» DIRECTIONS FOR THIS TASK
Could you print the entries below exactly, starting at the line that contains "hand in the photo above." and stopping after the last one?

[SUPPLIED ENTRIES]

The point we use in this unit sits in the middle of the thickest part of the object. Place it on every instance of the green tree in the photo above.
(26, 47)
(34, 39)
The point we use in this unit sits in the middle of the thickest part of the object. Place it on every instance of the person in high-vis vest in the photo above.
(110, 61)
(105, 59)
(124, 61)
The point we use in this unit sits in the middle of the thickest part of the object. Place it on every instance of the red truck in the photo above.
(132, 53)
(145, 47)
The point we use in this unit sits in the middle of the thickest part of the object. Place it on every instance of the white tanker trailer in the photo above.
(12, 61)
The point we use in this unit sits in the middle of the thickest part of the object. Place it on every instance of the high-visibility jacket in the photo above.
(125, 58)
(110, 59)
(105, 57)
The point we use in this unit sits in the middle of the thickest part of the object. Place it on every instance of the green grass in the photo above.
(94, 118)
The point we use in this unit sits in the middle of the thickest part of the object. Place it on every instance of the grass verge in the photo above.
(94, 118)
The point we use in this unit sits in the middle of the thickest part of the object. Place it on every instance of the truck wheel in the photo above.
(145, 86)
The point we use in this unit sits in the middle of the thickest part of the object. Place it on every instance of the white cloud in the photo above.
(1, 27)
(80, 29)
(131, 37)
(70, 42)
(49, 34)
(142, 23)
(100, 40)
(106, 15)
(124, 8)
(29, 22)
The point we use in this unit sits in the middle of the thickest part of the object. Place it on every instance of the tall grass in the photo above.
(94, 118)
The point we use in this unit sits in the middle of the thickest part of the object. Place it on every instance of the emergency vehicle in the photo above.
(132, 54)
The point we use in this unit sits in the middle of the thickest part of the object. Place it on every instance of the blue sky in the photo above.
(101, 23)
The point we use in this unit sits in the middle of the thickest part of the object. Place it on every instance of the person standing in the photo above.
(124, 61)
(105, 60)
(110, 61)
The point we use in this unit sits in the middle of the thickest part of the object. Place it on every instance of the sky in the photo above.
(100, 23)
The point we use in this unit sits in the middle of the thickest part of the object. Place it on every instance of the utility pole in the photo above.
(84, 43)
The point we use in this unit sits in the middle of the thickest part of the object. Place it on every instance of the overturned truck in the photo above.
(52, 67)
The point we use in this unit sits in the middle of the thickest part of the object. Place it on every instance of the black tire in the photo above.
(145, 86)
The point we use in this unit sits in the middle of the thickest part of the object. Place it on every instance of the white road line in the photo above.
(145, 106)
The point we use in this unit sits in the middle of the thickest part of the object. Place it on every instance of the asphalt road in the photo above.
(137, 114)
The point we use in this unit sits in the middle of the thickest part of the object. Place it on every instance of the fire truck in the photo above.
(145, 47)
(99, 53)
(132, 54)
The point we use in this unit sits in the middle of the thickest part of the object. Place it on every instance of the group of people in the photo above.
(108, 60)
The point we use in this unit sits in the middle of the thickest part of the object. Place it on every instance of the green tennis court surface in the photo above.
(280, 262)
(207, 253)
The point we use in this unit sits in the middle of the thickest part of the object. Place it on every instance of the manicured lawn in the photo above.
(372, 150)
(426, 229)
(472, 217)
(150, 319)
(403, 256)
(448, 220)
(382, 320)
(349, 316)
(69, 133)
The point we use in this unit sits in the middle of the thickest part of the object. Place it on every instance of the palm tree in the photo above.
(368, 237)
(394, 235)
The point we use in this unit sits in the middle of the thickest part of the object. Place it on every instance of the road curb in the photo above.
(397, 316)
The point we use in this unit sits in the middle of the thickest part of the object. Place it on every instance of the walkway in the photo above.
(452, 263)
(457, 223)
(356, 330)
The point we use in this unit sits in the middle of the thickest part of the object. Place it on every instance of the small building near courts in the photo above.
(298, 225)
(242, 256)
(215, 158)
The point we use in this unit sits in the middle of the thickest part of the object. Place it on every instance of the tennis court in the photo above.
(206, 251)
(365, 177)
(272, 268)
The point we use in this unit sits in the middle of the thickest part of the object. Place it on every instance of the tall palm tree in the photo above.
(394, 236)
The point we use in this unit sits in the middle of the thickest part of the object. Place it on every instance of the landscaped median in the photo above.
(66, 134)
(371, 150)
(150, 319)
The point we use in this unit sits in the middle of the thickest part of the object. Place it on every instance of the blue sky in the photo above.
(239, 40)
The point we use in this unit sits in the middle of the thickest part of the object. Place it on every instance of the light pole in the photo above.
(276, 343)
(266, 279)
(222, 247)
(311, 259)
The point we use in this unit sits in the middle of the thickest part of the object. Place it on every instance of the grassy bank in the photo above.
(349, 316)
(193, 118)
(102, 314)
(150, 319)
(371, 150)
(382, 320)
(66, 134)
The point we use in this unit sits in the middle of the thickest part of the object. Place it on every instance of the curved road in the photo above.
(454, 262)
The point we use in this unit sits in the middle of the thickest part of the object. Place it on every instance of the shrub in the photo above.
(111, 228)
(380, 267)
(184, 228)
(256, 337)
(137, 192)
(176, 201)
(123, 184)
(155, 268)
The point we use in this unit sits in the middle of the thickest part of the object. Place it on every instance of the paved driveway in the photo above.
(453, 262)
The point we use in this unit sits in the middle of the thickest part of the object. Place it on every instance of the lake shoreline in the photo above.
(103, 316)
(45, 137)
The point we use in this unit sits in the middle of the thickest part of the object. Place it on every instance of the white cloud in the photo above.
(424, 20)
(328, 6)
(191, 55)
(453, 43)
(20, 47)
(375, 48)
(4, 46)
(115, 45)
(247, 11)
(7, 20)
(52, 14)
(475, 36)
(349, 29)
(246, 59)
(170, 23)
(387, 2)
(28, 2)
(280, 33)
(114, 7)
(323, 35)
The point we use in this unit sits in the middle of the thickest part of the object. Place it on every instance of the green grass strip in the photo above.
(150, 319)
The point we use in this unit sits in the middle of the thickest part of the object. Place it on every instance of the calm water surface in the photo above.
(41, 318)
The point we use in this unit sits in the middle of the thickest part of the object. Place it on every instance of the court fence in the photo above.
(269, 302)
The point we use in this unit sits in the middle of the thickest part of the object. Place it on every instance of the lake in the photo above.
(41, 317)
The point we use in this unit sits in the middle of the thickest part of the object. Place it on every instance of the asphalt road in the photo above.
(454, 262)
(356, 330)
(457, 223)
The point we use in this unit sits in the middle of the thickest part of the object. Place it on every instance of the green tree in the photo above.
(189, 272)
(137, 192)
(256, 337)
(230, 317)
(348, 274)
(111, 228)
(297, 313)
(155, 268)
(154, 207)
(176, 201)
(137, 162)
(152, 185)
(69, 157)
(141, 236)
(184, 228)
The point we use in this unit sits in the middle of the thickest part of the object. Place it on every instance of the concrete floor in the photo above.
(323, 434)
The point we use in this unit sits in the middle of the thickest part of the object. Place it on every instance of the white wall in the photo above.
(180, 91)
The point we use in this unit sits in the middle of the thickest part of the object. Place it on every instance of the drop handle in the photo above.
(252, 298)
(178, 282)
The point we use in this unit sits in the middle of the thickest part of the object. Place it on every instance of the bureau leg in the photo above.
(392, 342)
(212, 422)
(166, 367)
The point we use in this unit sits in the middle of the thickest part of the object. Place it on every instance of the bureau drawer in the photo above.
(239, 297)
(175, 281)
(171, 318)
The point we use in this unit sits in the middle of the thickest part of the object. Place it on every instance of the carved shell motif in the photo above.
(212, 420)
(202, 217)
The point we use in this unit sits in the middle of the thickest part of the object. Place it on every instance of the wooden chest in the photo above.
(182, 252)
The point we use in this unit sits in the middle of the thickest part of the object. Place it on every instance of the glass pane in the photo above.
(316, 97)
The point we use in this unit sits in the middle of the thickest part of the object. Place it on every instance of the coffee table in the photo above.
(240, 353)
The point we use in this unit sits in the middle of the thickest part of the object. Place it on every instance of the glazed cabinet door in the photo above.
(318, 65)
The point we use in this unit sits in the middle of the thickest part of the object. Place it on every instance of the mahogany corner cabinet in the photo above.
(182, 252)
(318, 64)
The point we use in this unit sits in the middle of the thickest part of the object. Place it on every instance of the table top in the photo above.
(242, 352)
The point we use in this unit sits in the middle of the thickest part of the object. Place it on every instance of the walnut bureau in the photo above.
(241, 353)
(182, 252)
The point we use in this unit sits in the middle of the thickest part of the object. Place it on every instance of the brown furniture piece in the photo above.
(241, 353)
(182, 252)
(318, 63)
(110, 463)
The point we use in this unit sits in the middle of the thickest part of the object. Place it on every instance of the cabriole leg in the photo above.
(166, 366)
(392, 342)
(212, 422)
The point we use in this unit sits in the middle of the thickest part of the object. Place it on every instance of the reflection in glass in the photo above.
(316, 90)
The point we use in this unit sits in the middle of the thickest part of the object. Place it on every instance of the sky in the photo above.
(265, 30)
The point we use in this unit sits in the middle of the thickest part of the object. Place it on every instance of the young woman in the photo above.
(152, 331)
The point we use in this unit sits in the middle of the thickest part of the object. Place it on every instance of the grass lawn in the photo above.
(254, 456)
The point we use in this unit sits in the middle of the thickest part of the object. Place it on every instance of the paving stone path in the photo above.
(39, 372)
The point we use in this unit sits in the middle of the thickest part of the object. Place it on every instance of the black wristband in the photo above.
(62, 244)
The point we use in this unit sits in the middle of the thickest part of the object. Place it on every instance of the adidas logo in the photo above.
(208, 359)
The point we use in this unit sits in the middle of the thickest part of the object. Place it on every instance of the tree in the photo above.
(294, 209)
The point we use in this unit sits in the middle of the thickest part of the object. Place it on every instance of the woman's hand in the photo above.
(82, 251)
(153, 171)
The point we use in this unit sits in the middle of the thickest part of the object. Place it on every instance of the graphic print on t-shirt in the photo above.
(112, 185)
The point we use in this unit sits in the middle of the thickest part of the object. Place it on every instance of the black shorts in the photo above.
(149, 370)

[/SUPPLIED ENTRIES]

» RESPONSE BELOW
The point we use in this unit sits in the middle of the thickest part of the object. Place it on every instance of the woman's hand in the photo above.
(82, 251)
(153, 171)
The point we use in this unit sits in the middle of the thickest part of the object. Place it on every instance of the graphic print on t-shirt in the photo above.
(112, 185)
The point we use in this unit sits in the middle of the thickest part of the object. Place it on every instance of the black shorts in the photo above.
(149, 370)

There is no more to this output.